#### Text under study:
BEGIN
There’s a tendency to want to break up life into milestones or into choices you can’t take back. Birth, Life, and Death in Appalachia explores how we ritualize those moments through baby showers, birthday parties, graduations, weddings, anniversaries and funerals. How those rituals and ceremonies show up is often what define a culture. You Are Jules depicts those “no take backs” moments of choice in Jules’ own life — Big Boy College Grad shows Jules grinning at finishing his degree, and in Foreshortened Jules, a large, unstretched canvas, shows him after gender-affirming surgery. 

“Originally, what made me want to do this series was that sometimes in life you have a plan or an idea of how things are gonna go, something happens, you make a decision, that door shuts for you — I still wonder sometimes how my life would’ve gone if I had followed that original plan I didn’t take,” Jules reflected. 

Working on You Are Jules allowed him to go back to memories from a more removed perspective. 

“When I was younger, I used to look back at myself as ‘cringe,’ but then as time went on, I think of it more as ‘oh, that’s not my life anymore.’ There are just certain realities,” he said. “One iteration of myself is right before I started dressing more masculinely, and sometimes right before that point in time people try to swing the opposite way as this subconscious last-ditch effort to get away. I worked off of a yearbook photo, and I would joke with my friends that that was ‘Deborah from the Front Office’ since I looked so much older than I really was.”
END
#### Data shown:
BEGIN
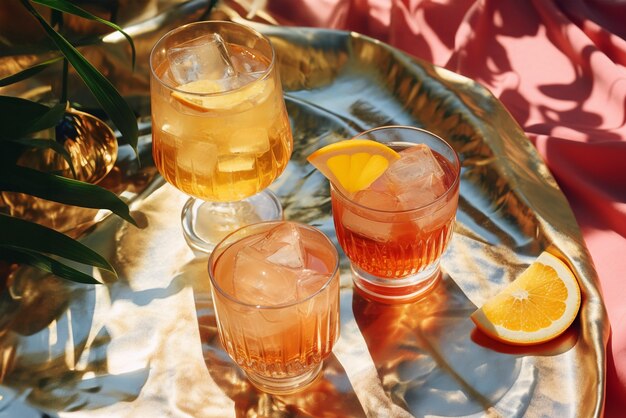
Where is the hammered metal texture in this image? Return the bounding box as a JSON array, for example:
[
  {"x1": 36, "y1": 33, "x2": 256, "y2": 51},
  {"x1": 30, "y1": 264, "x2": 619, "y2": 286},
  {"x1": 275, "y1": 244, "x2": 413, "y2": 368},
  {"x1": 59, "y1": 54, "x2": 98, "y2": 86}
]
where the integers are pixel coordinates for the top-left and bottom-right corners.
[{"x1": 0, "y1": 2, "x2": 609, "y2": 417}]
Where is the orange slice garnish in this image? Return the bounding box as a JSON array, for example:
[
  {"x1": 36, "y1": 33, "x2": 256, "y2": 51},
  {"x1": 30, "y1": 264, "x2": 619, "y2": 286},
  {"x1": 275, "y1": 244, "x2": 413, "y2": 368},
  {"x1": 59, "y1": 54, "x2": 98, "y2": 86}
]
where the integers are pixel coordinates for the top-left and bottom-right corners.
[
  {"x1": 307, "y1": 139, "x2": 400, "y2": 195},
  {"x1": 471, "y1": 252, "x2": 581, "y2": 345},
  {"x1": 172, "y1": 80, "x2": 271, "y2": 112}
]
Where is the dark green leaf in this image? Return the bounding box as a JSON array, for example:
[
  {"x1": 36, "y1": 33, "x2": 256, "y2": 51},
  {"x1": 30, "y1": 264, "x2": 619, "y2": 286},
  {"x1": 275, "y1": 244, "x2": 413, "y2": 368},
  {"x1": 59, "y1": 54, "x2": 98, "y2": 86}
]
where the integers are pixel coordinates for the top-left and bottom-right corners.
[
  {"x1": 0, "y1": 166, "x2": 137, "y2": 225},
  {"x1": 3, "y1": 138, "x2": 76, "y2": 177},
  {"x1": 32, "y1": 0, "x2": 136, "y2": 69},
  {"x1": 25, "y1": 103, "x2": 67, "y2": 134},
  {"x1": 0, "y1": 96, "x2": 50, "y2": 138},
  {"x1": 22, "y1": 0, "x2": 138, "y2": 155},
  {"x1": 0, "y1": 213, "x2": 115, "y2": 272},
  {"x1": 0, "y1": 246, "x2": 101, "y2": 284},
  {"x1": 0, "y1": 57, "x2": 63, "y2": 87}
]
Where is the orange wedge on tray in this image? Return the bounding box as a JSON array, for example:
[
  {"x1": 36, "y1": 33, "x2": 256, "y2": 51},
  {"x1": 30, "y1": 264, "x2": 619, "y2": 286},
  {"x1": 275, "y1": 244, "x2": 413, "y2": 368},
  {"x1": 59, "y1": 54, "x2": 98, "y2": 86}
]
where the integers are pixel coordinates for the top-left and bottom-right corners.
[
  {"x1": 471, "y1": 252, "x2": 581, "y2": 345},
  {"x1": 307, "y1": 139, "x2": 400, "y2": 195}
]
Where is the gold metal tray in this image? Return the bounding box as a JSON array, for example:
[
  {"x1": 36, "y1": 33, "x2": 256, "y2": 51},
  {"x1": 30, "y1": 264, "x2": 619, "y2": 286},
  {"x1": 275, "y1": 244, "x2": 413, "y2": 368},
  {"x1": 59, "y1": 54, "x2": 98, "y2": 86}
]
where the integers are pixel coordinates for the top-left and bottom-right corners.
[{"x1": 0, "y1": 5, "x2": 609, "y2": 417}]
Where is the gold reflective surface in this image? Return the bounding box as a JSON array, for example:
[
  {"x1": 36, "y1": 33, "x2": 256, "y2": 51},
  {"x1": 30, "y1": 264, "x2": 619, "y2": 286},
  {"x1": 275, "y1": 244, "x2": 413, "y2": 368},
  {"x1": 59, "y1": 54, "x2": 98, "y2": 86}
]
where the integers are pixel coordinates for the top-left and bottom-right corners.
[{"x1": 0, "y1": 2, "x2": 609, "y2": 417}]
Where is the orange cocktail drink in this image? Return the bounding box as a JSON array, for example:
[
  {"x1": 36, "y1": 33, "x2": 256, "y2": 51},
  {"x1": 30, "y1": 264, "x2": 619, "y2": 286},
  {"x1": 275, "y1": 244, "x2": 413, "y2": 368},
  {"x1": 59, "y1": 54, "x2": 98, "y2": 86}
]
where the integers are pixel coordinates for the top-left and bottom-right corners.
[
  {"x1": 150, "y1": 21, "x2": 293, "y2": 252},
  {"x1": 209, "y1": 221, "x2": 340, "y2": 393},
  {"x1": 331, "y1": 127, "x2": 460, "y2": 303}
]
END
#### Problem set:
1. Answer these questions from the text about the You Are Jules series:
(a) What does Big Boy College Grad show?
(b) What kind of canvas is Foreshortened Jules?
(c) What did Jules work from for the iteration of himself he joked was "Deborah from the Front Office"?
2. List every ritual that the text about the You Are Jules series names for Birth, Life, and Death in Appalachia.
3. Continue the text about the You Are Jules series from the point where it stops.

#### Answers for the tasks:
1.
(a) It shows Jules grinning at finishing his degree.
(b) It is a large, unstretched canvas.
(c) He worked from a yearbook photo.

2.
- baby showers
- birthday parties
- graduations
- weddings
- anniversaries
- funerals

3.
Deborah from the Front Office appears in Five Jules, featuring four iterations of Jules surrounding a glowing, golden “platonic ideal of Jules.” The color palette of purples and yellows came to him subconsciously after a long period of working in blues, and each “Jules” has a mixture of both. It’s remarkable to think about just how much time Jackson must have spent painting his own likeness and how that could bring a person both closer to who they are and make them more removed from their own insecurities.

Jules’ paintings draw from comics and horror stories. Their listed inspirations are Leo Fox’s Prokaryote and Alan Moore’s Watchmen. Part of his interest in those genres is the fluidity of the body. His own figures have a fluid, stretchy look to them that draws on the whimsy of cartooning without becoming too kitschy. 

“The body is portrayed in such a transformative way in cartoons, not constrained by the laws of real anatomy. That is very appealing to me from the standpoint of approaching trans experience,” he said. Jules treats the subject of his life and experiences with respect, but also doesn’t take it too seriously. “A lot of contemporary art is very ironic or cynical and I really think it would be more productive if it was less like that. I do want to present a statement that’s like, this is the reality of who I am. It is sometimes funny, but this is me.”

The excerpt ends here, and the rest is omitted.